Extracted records
===
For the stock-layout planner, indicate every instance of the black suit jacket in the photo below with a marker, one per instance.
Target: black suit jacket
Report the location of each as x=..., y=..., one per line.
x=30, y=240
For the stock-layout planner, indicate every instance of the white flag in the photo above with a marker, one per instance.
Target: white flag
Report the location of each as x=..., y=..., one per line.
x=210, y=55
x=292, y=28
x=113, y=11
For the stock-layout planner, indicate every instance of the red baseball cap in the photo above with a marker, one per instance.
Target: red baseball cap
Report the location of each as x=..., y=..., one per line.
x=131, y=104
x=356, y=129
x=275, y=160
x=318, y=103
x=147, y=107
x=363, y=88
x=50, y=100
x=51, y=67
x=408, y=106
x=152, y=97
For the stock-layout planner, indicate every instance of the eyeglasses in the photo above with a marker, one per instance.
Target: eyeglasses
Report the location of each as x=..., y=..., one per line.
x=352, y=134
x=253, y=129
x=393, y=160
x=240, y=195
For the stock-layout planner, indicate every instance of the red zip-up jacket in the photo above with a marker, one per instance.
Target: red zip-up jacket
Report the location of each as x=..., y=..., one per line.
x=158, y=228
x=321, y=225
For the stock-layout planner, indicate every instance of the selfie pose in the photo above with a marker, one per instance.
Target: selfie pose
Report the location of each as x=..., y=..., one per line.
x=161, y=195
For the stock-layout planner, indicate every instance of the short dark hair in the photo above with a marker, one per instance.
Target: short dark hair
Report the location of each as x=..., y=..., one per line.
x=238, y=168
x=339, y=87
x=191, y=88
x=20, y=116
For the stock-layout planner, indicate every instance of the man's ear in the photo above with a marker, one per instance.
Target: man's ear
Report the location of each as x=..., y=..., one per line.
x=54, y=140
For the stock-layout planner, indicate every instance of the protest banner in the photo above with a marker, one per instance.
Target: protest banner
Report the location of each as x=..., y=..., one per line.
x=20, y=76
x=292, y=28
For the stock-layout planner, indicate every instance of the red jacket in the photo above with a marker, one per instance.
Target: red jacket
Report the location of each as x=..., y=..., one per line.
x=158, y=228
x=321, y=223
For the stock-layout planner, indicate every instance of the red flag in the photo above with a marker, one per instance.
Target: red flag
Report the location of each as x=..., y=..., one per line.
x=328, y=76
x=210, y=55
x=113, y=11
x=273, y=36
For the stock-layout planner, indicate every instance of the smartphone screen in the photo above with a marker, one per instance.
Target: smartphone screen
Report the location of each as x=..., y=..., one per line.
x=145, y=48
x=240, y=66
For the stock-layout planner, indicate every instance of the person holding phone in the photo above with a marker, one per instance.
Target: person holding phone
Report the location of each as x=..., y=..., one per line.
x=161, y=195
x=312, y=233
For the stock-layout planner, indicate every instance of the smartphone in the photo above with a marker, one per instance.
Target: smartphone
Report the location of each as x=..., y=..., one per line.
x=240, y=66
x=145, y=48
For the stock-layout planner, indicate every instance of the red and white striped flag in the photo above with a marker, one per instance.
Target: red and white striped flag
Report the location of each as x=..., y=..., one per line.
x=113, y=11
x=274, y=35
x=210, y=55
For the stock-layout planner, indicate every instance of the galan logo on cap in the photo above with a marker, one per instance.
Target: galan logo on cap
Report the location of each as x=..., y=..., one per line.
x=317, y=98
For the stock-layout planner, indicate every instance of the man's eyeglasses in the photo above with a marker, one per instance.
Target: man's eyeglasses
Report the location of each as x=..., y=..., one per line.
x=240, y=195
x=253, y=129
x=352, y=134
===
§ **TASK BRIEF**
Can you write out the lines above again, changing "stock-layout planner" to "shelf-layout planner" everywhere it occurs and leaving everything else untouched?

§ **EXPECTED ANSWER**
For the shelf-layout planner, indicate every instance of the black suit jacket in the photo below with a marker, one per instance.
Target: black suit jacket
Report the location of each as x=..., y=..., one per line.
x=30, y=240
For the shelf-layout planner, indicate every instance of the white flag in the photo above with a marker, one per instance.
Target: white flag
Report the location of each as x=..., y=..., one per line.
x=210, y=55
x=292, y=28
x=113, y=11
For the shelf-layout planner, indicate every instance of the red baseball cap in the photo above with a marker, one per instance.
Target: red baseball cap
Report the location of each as x=..., y=..., one per line.
x=131, y=104
x=356, y=129
x=275, y=160
x=318, y=103
x=147, y=107
x=363, y=88
x=50, y=100
x=51, y=67
x=408, y=106
x=152, y=97
For the shelf-layout planner, indicate every instance of the eyeglasses in the photo above with a marker, one per instance.
Target: eyeglasses
Report the location of each as x=..., y=..., one per line.
x=352, y=134
x=253, y=129
x=393, y=160
x=240, y=195
For the shelf-layout planner, indicate every instance of the red zip-up jacket in the photo above with a marker, one per instance.
Target: red zip-up jacket
Report the location of each as x=..., y=..., one per line.
x=158, y=228
x=321, y=225
For the shelf-layout planner, indicate every instance of the selfie pose in the photo above with a marker, one per instance.
Target: selfie pose
Report the location of each as x=..., y=..., one per line.
x=161, y=195
For the shelf-layout planner, indicate every instance of the short dark hair in the photo above with a marker, one per instance.
Target: short dark hair
Report the location of each as x=..., y=..., one per line.
x=238, y=168
x=339, y=87
x=191, y=88
x=20, y=116
For the shelf-layout planner, indicate every instance of the man's ear in the photo above with a marker, one per instance.
Target: man's ear
Report the location of each as x=..., y=..., one per line.
x=54, y=140
For the shelf-layout planner, indicate every instance of the protest banner in the photo above with a marker, one per instance.
Target: protest banner
Report the location of each as x=..., y=..., one per line.
x=20, y=76
x=292, y=28
For the shelf-layout planner, indicate every instance of the red jacket in the photo above with a marker, one per instance.
Target: red jacket
Report the location of each as x=..., y=..., one per line.
x=158, y=228
x=321, y=223
For the shelf-layout planner, indicate every instance of the red flag in the photo above with a marker, one per instance.
Target: red flag
Report the location of each as x=..., y=..., one per line.
x=328, y=76
x=210, y=55
x=113, y=11
x=273, y=36
For the shelf-layout planner, indicate every instance of the smartphone screen in the photo above with a marker, one per instance.
Target: smartphone screen
Report the location of each as x=..., y=..., one per line.
x=145, y=48
x=240, y=66
For the shelf-layout planner, indicate every instance of the person holding phone in the photo above with a marker, one per instance.
Target: person holding phone
Report the location of each as x=..., y=..., one per line.
x=161, y=195
x=312, y=233
For the shelf-layout planner, indicate every instance of the smartphone in the photo above with a marker, one per instance.
Target: smartphone
Report the location of each as x=..., y=..., one per line.
x=240, y=66
x=145, y=48
For the shelf-layout planner, indicate every instance of the red and white striped flag in the photo above with a marker, one per instance.
Target: red and white striped flag
Report the location of each as x=..., y=..., one per line.
x=113, y=11
x=274, y=35
x=210, y=55
For the shelf-layout planner, indicate every instance of the galan logo on cap in the photo above with a marker, one per instance.
Target: galan logo on cap
Report the location of each as x=..., y=..., one per line.
x=317, y=98
For the shelf-layout planner, indicate every instance of the man's eyeglasses in the photo above with a marker, one per instance.
Target: man's eyeglasses
Report the location of each as x=..., y=..., one per line.
x=240, y=195
x=253, y=129
x=352, y=134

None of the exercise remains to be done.